GOAL
Offset every vertex coordinate in the answer polygons by 14 and reproduce everything from the start of the records down to and including the line containing "68], [22, 67]]", keeping the requests unchanged. Leave out the pictures.

RECORDS SUPPLIED
>> Start

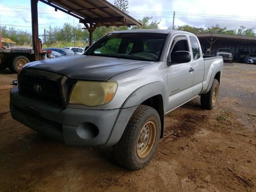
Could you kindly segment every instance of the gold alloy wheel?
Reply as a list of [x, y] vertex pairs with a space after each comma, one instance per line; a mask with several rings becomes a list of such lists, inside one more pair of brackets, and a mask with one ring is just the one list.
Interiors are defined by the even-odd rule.
[[146, 157], [152, 150], [156, 140], [156, 128], [152, 121], [146, 122], [140, 129], [137, 140], [136, 150], [140, 158]]
[[23, 66], [28, 63], [27, 61], [24, 59], [20, 59], [17, 62], [16, 62], [16, 66], [18, 69], [20, 69], [20, 68], [22, 67]]
[[218, 87], [215, 86], [214, 90], [213, 91], [213, 96], [212, 96], [212, 103], [215, 103], [217, 100], [217, 96], [218, 95]]

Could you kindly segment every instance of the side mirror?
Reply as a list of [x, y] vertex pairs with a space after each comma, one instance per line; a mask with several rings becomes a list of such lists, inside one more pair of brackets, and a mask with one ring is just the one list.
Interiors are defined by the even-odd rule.
[[188, 51], [176, 51], [172, 54], [171, 57], [168, 61], [169, 66], [174, 64], [188, 63], [191, 60], [191, 55]]
[[85, 48], [84, 48], [84, 51], [86, 51], [87, 49], [89, 48], [89, 47], [90, 47], [90, 46], [86, 46], [86, 47], [85, 47]]

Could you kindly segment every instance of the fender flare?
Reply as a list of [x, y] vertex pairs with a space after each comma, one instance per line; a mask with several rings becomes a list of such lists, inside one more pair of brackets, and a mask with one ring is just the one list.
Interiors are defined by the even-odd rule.
[[[138, 106], [147, 99], [158, 95], [161, 95], [162, 96], [164, 115], [167, 101], [166, 86], [163, 82], [159, 81], [150, 83], [134, 91], [127, 98], [120, 108], [120, 112], [104, 146], [111, 146], [117, 143], [123, 135], [131, 116]], [[163, 132], [163, 123], [161, 122], [161, 134]]]
[[207, 88], [206, 90], [202, 93], [201, 94], [206, 94], [211, 88], [211, 87], [212, 86], [212, 82], [213, 82], [213, 80], [214, 78], [214, 77], [216, 74], [218, 72], [220, 72], [221, 71], [221, 66], [220, 65], [216, 65], [214, 68], [213, 68], [212, 70], [212, 75], [211, 75], [211, 78], [210, 78], [210, 81], [209, 82], [209, 83], [208, 84], [208, 86], [207, 86]]
[[151, 97], [161, 95], [163, 99], [164, 111], [167, 104], [166, 86], [161, 81], [149, 83], [134, 91], [126, 99], [121, 108], [127, 108], [138, 105]]

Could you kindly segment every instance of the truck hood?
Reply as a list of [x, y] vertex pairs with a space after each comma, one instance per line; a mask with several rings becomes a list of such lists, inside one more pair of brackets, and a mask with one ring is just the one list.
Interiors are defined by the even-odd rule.
[[80, 55], [32, 62], [24, 68], [55, 72], [73, 79], [107, 81], [118, 74], [154, 62]]

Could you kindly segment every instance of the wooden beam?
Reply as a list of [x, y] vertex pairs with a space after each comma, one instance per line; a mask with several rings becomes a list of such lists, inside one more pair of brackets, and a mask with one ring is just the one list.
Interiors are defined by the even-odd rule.
[[[45, 3], [45, 4], [46, 4], [47, 5], [49, 5], [49, 6], [51, 6], [51, 7], [52, 7], [54, 8], [56, 8], [57, 9], [60, 10], [61, 11], [62, 11], [62, 12], [64, 12], [65, 13], [66, 13], [67, 14], [68, 14], [70, 15], [71, 15], [73, 17], [75, 17], [76, 18], [77, 18], [78, 19], [81, 19], [82, 18], [84, 18], [84, 16], [82, 16], [81, 15], [82, 15], [82, 14], [81, 13], [78, 13], [77, 12], [77, 13], [76, 13], [75, 14], [76, 15], [78, 15], [79, 16], [77, 16], [76, 15], [74, 15], [74, 14], [72, 13], [71, 12], [68, 12], [68, 11], [67, 11], [66, 10], [65, 10], [65, 9], [64, 9], [64, 8], [61, 8], [59, 7], [58, 5], [55, 5], [55, 4], [52, 4], [52, 3], [58, 3], [59, 4], [60, 4], [60, 5], [61, 5], [63, 6], [64, 6], [65, 7], [66, 7], [66, 8], [67, 8], [67, 9], [66, 9], [66, 10], [73, 10], [73, 8], [72, 7], [69, 7], [69, 6], [65, 5], [65, 4], [64, 4], [61, 2], [54, 2], [53, 1], [47, 1], [46, 0], [39, 0], [39, 1], [40, 1], [41, 2]], [[87, 16], [86, 14], [84, 14], [84, 13], [82, 13], [83, 15], [84, 15], [84, 16]]]
[[124, 22], [125, 21], [126, 18], [124, 17], [110, 17], [107, 18], [86, 18], [84, 19], [80, 19], [80, 23], [97, 23], [101, 22]]
[[39, 60], [38, 17], [37, 2], [37, 0], [30, 0], [31, 5], [31, 18], [32, 18], [33, 49], [34, 50], [35, 61], [38, 61]]
[[90, 10], [89, 8], [87, 8], [87, 7], [84, 7], [84, 6], [82, 6], [82, 5], [81, 5], [79, 3], [76, 3], [76, 2], [74, 2], [74, 1], [73, 1], [72, 0], [68, 0], [68, 1], [70, 2], [71, 3], [72, 3], [73, 4], [74, 4], [74, 5], [76, 5], [76, 6], [80, 7], [82, 9], [84, 9], [85, 10], [86, 10], [87, 11], [88, 11], [88, 12], [89, 12], [90, 13], [91, 13], [93, 15], [96, 15], [96, 16], [99, 17], [102, 17], [102, 16], [101, 15], [99, 15], [98, 14], [96, 13], [95, 13], [95, 12], [94, 12], [93, 11], [92, 11], [91, 10]]
[[130, 15], [126, 14], [114, 5], [111, 4], [110, 3], [108, 2], [106, 0], [98, 0], [98, 1], [100, 2], [101, 3], [104, 5], [105, 6], [109, 7], [110, 9], [114, 10], [115, 12], [116, 12], [118, 14], [120, 14], [122, 16], [127, 18], [128, 20], [130, 20], [134, 24], [133, 25], [137, 25], [139, 27], [141, 27], [142, 24], [138, 22], [137, 20], [135, 20], [132, 17], [131, 17]]
[[97, 5], [95, 5], [94, 3], [91, 2], [90, 1], [89, 1], [88, 0], [84, 0], [84, 2], [90, 4], [92, 6], [93, 6], [95, 8], [96, 8], [97, 9], [98, 9], [99, 10], [100, 10], [102, 12], [104, 12], [104, 13], [106, 14], [107, 14], [108, 15], [110, 16], [110, 17], [114, 17], [114, 15], [113, 15], [112, 14], [108, 12], [107, 11], [106, 11], [105, 10], [104, 10], [102, 8], [98, 6], [97, 6]]

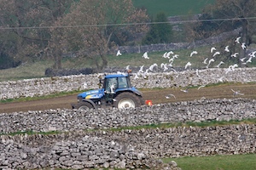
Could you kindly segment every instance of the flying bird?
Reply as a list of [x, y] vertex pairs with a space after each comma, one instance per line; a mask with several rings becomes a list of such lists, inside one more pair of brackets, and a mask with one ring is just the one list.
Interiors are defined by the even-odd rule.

>> End

IN RESPONSE
Could you kindly segment every instance of the gold alloy wheel?
Reply as a list of [x, y] vertex pairs with a space after each comma, one instance per line; a mask with several rings becomes a list of such lists, inside one more pair of brackets, and a mask with one ring is just the one list.
Interiors are defined by the even-odd rule.
[[160, 171], [166, 164], [170, 154], [170, 142], [166, 135], [160, 136], [154, 143], [151, 154], [150, 164], [154, 172]]
[[37, 80], [42, 77], [41, 75], [38, 73], [34, 73], [31, 76], [30, 76], [30, 80], [32, 83], [34, 83], [34, 82], [36, 81]]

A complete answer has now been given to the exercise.